TASK BRIEF – Lay out the listing below as a JSON list of strings, one string for each line and no blank lines. Leave the pictures out of the answer.

***** SOURCE RECORDS

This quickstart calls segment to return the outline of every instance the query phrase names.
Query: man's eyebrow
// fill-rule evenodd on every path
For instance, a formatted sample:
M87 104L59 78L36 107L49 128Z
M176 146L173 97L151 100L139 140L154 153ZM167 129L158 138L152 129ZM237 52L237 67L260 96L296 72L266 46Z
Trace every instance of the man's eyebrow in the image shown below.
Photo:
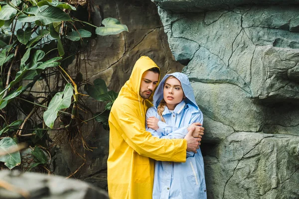
M165 85L169 85L169 86L172 86L171 85L169 84L168 83L165 83ZM173 85L174 87L181 87L181 86L180 85Z
M146 81L148 81L148 82L152 82L152 81L151 81L151 80L149 80L148 79L146 79L146 78L143 78L143 80L146 80Z

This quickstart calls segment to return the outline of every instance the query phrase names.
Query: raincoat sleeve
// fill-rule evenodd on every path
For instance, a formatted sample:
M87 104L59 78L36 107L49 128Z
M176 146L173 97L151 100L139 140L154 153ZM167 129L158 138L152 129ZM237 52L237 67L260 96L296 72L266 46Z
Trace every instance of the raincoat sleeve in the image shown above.
M150 108L149 108L149 109L147 111L147 114L146 114L146 130L150 132L153 136L160 138L163 135L164 135L164 130L159 130L159 131L158 130L159 129L158 129L156 131L155 131L155 130L153 130L152 128L149 128L148 127L148 124L147 123L147 121L148 120L148 119L149 119L149 118L150 118L150 117L151 117L152 116L153 116L154 117L155 117L157 118L159 118L159 115L158 114L158 113L157 112L155 109L153 107L151 107ZM163 129L162 129L161 130L163 130Z
M150 117L153 116L158 118L158 115L156 112L156 110L152 107L150 108L147 112L147 120ZM188 133L188 130L187 128L191 124L194 122L200 122L202 124L203 121L203 117L201 111L193 113L191 116L189 124L185 127L182 128L177 128L171 126L167 124L165 122L161 122L163 124L162 125L159 126L159 129L155 131L150 128L148 127L147 125L147 130L150 132L151 134L155 137L159 137L160 138L164 139L181 139L183 138L187 133ZM159 122L161 121L159 121ZM162 128L162 127L165 127L165 129ZM170 131L171 130L173 130L173 132ZM166 132L166 133L165 133ZM193 152L187 151L187 157L193 157L194 155Z
M158 161L186 161L185 140L169 140L152 136L146 130L145 123L140 119L141 115L138 115L138 109L135 109L126 101L115 105L122 111L117 111L118 108L114 108L112 119L117 121L119 133L125 141L139 154Z
M147 112L146 120L152 116L159 118L159 116L156 110L153 107L150 107ZM183 139L188 133L186 127L177 128L168 125L161 121L158 122L159 129L156 131L149 128L146 124L147 130L150 132L153 136L164 139Z
M195 113L193 113L192 114L192 116L190 122L189 122L189 124L188 126L192 124L194 122L200 122L200 123L202 125L202 122L203 122L203 116L202 115L202 112L201 111L199 111L198 112L196 112ZM193 157L194 155L194 153L193 152L190 152L189 151L187 151L187 157Z

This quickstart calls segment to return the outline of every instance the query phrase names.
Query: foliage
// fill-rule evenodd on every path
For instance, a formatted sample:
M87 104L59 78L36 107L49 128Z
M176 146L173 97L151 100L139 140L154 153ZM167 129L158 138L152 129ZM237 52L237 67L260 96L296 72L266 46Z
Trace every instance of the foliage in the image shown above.
M103 80L95 80L93 85L88 77L84 80L78 60L96 35L117 34L128 28L113 18L96 26L85 17L92 13L92 6L75 6L70 2L0 1L0 152L27 143L31 160L25 170L40 166L49 172L47 149L56 143L50 146L48 131L58 132L72 146L81 140L83 147L91 150L82 126L94 119L109 128L108 116L117 94L108 91ZM85 14L78 13L79 10ZM76 74L73 79L68 66L74 60ZM37 82L44 87L37 91ZM94 113L85 105L89 97L83 92L103 104L103 111ZM88 111L93 117L86 118ZM21 164L22 153L7 153L0 156L7 167Z
M5 152L9 150L10 148L16 146L16 144L14 141L10 137L4 137L0 141L0 152ZM8 169L11 169L21 163L20 152L17 151L0 156L0 162L5 163L5 166L7 167Z

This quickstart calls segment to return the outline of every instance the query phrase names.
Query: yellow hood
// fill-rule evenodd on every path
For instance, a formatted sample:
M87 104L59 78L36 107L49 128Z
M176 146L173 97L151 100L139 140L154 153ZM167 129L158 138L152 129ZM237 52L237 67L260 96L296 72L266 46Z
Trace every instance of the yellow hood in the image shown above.
M120 91L119 96L125 96L126 97L131 97L132 100L139 100L139 99L141 99L141 97L139 95L139 90L140 89L140 84L141 83L142 75L148 70L154 67L157 68L159 70L160 70L153 61L149 57L143 56L139 58L134 65L134 68L133 68L133 70L132 71L132 73L130 79L126 82L125 85L122 88L121 91ZM160 75L159 75L158 82L159 81ZM152 96L153 95L150 96L150 97L147 100L150 103L152 101Z

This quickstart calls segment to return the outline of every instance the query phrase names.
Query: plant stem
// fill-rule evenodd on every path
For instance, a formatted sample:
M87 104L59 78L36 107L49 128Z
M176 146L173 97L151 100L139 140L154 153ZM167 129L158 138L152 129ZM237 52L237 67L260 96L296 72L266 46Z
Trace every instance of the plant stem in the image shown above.
M86 24L88 24L88 25L91 25L91 26L93 26L93 27L95 27L95 28L98 28L98 26L96 26L95 25L93 25L93 24L92 24L91 23L88 23L88 22L87 22L86 21L81 21L81 20L80 20L77 19L74 19L74 21L79 21L79 22L81 22L81 23L86 23Z
M10 74L11 73L11 69L12 68L12 66L13 65L13 64L14 63L14 60L15 60L15 57L16 57L16 54L17 53L17 51L18 50L18 48L19 48L19 46L20 46L19 44L17 46L16 46L16 48L15 48L15 51L14 51L14 55L13 56L13 58L12 59L12 60L11 60L11 63L10 63L10 66L9 66L9 69L8 69L8 72L7 73L7 79L6 80L6 85L5 86L5 89L6 89L7 88L7 87L8 86L8 85L9 84L9 79L10 78ZM3 97L2 98L2 99L3 99L7 95L7 93L8 93L8 89L7 89L5 91L5 93L4 93L4 95L3 95Z

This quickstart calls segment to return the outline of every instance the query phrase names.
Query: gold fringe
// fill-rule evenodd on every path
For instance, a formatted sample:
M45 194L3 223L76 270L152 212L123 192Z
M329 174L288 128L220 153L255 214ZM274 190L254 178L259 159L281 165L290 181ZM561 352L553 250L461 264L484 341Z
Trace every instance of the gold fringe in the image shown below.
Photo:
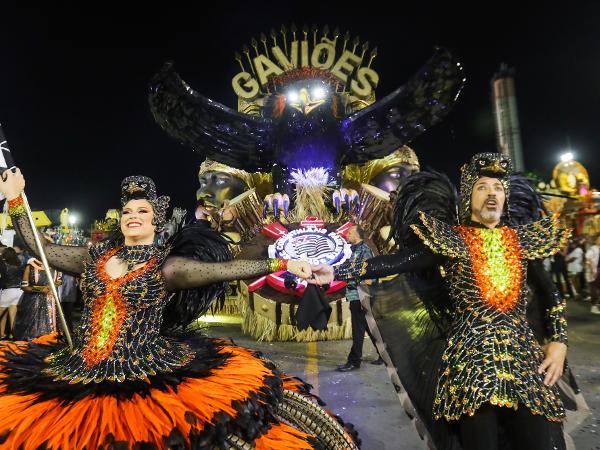
M352 324L350 317L342 322L342 325L328 324L326 331L315 331L312 328L299 330L293 325L279 325L275 322L255 313L244 301L240 302L242 313L242 333L252 336L257 341L336 341L352 338Z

**********

OUTPUT OF THE TASK –
[
  "This quickstart calls segment to return the outline of every instance the query phrase names.",
  "Query: man's eyebrow",
  "// fill-rule evenodd on every path",
  "For instance, a formatted sample:",
  "M87 104L59 78L36 107L49 128Z",
  "M176 146L173 97L151 100L139 140L154 153ZM167 129L158 138L152 129ZM237 52L237 67L260 96L296 72L266 46Z",
  "Trace every instance of the man's eyebrow in the image shown below.",
  "Photo:",
  "M165 85L169 85L169 86L172 86L171 85L169 84L168 83L165 83ZM173 85L174 87L181 87L181 86L180 85Z",
  "M146 81L148 81L148 82L152 82L152 81L151 81L151 80L149 80L148 79L146 79L146 78L143 78L143 80L146 80Z",
  "This quickstart calls segment to return the outline of every instance the query phrase names.",
  "Query: raincoat sleeve",
  "// fill-rule evenodd on every path",
  "For instance, a formatted sample:",
  "M87 104L59 78L36 107L49 128Z",
  "M176 146L173 97L151 100L139 140L154 153ZM167 129L158 138L152 129ZM237 52L237 67L260 96L296 72L266 46Z",
  "Trace every instance of the raincoat sleeve in the image shown above.",
  "M150 108L149 108L149 109L147 111L147 114L146 114L146 130L150 132L153 136L160 138L163 135L164 135L164 130L159 130L159 131L158 130L159 129L158 129L156 131L155 131L155 130L153 130L152 128L149 128L148 127L148 124L147 123L147 121L148 120L148 119L149 119L149 118L150 118L150 117L151 117L152 116L153 116L154 117L155 117L157 118L159 118L159 115L158 114L158 113L157 112L155 109L153 107L151 107ZM163 129L162 129L161 130L163 130Z",
  "M150 117L153 116L158 118L158 115L156 112L156 110L152 107L150 108L147 112L147 120ZM188 133L188 130L187 128L191 124L194 122L200 122L202 124L203 121L203 117L201 111L193 113L191 116L189 124L185 127L182 128L177 128L171 126L167 124L165 122L161 122L163 124L162 125L159 126L159 129L155 131L150 128L148 127L147 125L147 130L150 132L151 134L155 137L159 137L160 138L164 139L181 139L183 138L187 133ZM159 122L161 121L159 121ZM162 128L162 127L165 127L165 129ZM170 131L171 130L173 130L173 132ZM166 132L166 133L165 133ZM193 152L187 151L187 157L193 157L194 155Z",
  "M158 161L186 161L185 140L169 140L152 136L146 130L145 123L140 119L141 115L138 115L138 109L135 109L126 101L115 105L122 111L117 111L118 108L114 108L112 119L117 121L119 133L125 141L139 154Z",
  "M147 112L146 120L152 116L159 118L159 116L156 110L153 107L150 107ZM183 139L188 133L186 127L177 128L168 125L161 121L158 122L159 129L156 131L149 128L146 124L147 130L150 132L153 136L164 139Z",
  "M195 113L193 113L192 114L192 116L190 122L189 122L189 124L188 126L192 124L194 122L200 122L200 123L202 125L202 122L203 122L203 116L202 115L202 112L201 111L199 111L198 112L196 112ZM193 157L194 155L194 153L193 152L190 152L189 151L187 151L187 157Z",
  "This quickstart calls segment to return the outline of every instance the query phrase names.",
  "Query: foliage",
  "// fill-rule evenodd on every path",
  "For instance, a formatted sample:",
  "M87 104L59 78L36 107L49 128Z",
  "M176 146L173 97L151 100L139 140L154 153ZM167 129L158 138L152 129ZM237 52L237 67L260 96L296 72L266 46Z",
  "Trace every instance of the foliage in the image shown above.",
  "M103 80L95 80L93 85L88 77L84 80L78 60L96 35L117 34L128 28L113 18L96 26L85 17L92 13L92 6L75 6L70 2L0 1L0 152L27 143L31 160L25 170L40 166L49 172L47 149L56 143L50 146L48 131L58 132L72 146L81 140L83 147L91 150L82 126L94 119L109 128L108 116L117 94L108 91ZM85 14L78 13L79 10ZM76 74L73 79L68 66L74 60ZM37 82L44 87L37 91ZM94 113L85 105L89 97L83 92L103 104L103 111ZM88 111L93 117L86 118ZM21 164L22 153L7 153L0 156L7 167Z",
  "M5 152L9 150L10 148L16 146L16 144L14 141L10 137L4 137L0 141L0 152ZM8 169L11 169L21 163L20 152L17 151L0 156L0 162L5 163L5 166L7 167Z",
  "This quickstart calls segment to return the outline of every instance the query phrase names.",
  "Query: yellow hood",
  "// fill-rule evenodd on every path",
  "For instance, a formatted sample:",
  "M87 104L59 78L36 107L49 128Z",
  "M176 146L173 97L151 100L139 140L154 153ZM167 129L158 138L152 129ZM237 52L237 67L260 96L296 72L266 46Z",
  "Trace every instance of the yellow hood in the image shown above.",
  "M120 91L119 96L125 96L126 97L131 97L132 100L139 100L139 99L141 99L141 97L139 95L139 90L140 89L140 84L141 83L142 75L148 70L154 67L157 68L159 70L160 70L153 61L149 57L143 56L139 58L134 65L134 68L133 68L133 70L132 71L132 73L130 79L126 82L125 85L122 88L121 91ZM160 75L159 75L158 82L159 81ZM152 96L153 95L150 96L150 97L147 100L150 103L152 101Z",
  "This quickstart calls segment to return the outline of every instance the query phrase names.",
  "Query: plant stem",
  "// fill-rule evenodd on every path",
  "For instance, a formatted sample:",
  "M87 104L59 78L36 107L49 128Z",
  "M176 146L173 97L151 100L139 140L154 153ZM167 129L158 138L152 129ZM237 52L237 67L260 96L296 72L266 46Z",
  "Trace every instance of the plant stem in the image shown above.",
  "M86 24L88 24L88 25L91 25L91 26L93 26L93 27L95 27L95 28L98 28L98 26L96 26L95 25L93 25L93 24L92 24L91 23L88 23L88 22L87 22L86 21L81 21L81 20L80 20L77 19L74 19L74 21L79 21L79 22L81 22L81 23L86 23Z",
  "M10 74L11 73L11 69L12 68L12 66L13 65L13 64L14 63L14 60L15 60L15 57L16 57L16 54L17 53L17 51L18 50L18 48L19 48L19 46L20 46L19 44L17 46L16 46L16 48L15 48L15 51L14 51L14 55L13 56L13 58L12 59L12 60L11 60L11 63L10 63L10 66L9 66L9 69L8 69L8 72L7 73L7 79L6 80L6 85L5 86L5 89L6 89L7 88L7 87L8 86L8 85L9 84L9 79L10 78ZM3 97L2 98L2 99L3 99L7 95L7 93L8 93L8 89L7 89L5 91L5 93L4 93L4 95L3 95Z",
  "This quickstart calls segment to return the outline of every instance the query phrase names.",
  "Query: gold fringe",
  "// fill-rule evenodd on every path",
  "For instance, a formatted sample:",
  "M45 194L3 223L76 270L152 212L123 192Z",
  "M329 174L288 128L220 153L255 214ZM274 190L254 178L259 159L281 165L290 181ZM561 352L553 250L461 264L484 341Z",
  "Trace every instance of the gold fringe in the image shown below.",
  "Photo:",
  "M352 324L350 317L342 322L342 325L328 324L326 331L315 331L312 328L299 330L293 325L279 325L275 322L255 313L244 301L240 302L242 313L242 333L252 336L257 341L336 341L352 338Z"
]